▶ Exercises to complete:
1. Reproduce word for word the passage of the creamed spinach post that runs from "Ignore all other" up to and including "leaves and know truth.".
2. Which ingredients does the title of the creamed spinach post name?

▶ Source document:
Category Archives: lemon

Lemon Coconut Creamed Spinach

Ignore all other recipes for this one. No flavor has erupted me into mindmouthbliss as this coconut creamed red spinach leaves bursted through with lemon ever has.

I even created a new word for it. These are the sounds of the taste. Flisseneeun with an accompanying moan of blissgasms. Think these sounds when you taste the creamed leaves and know truth.

Slowly yet within awarity I’ve been slipping away from cow products. Since I believe grass fed is not a corruption of animal, and I found a farm to get meat directly from, this is not an environmental construct. I enjoy the vegan community immensely and find then to be loving Earth dwellers instead of the cavern freaks I’d boxed them into. They do fight for something and thus we assume they have boxing gloves on at all times, but what I see is mostly a love for all things veggies. They truly love their food and have a connection to it.

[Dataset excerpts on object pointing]

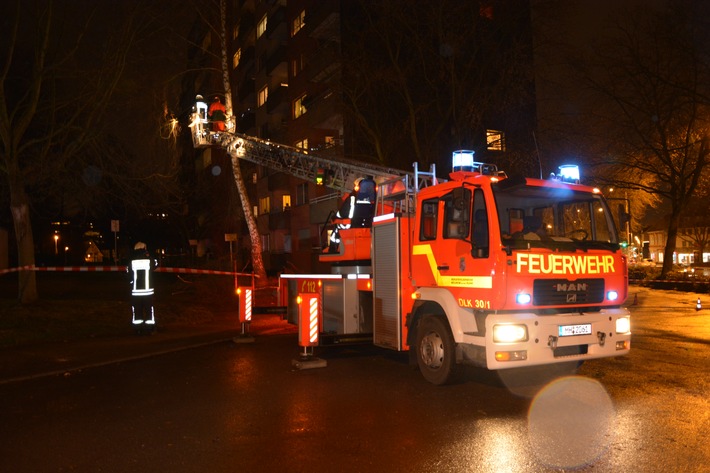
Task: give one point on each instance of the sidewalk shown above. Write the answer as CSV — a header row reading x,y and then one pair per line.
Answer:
x,y
29,362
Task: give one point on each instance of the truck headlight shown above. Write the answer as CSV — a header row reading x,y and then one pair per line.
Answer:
x,y
623,325
510,333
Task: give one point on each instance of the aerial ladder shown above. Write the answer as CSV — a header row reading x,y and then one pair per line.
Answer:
x,y
339,174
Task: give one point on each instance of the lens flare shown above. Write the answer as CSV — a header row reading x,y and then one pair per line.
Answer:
x,y
570,422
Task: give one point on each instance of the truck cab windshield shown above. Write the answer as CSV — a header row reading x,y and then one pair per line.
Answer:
x,y
535,216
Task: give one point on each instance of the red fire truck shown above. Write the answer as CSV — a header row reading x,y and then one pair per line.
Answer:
x,y
481,269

▶ Results of the exercise:
1.
Ignore all other recipes for this one. No flavor has erupted me into mindmouthbliss as this coconut creamed red spinach leaves bursted through with lemon ever has.

I even created a new word for it. These are the sounds of the taste. Flisseneeun with an accompanying moan of blissgasms. Think these sounds when you taste the creamed leaves and know truth.

2. Lemon, coconut, spinach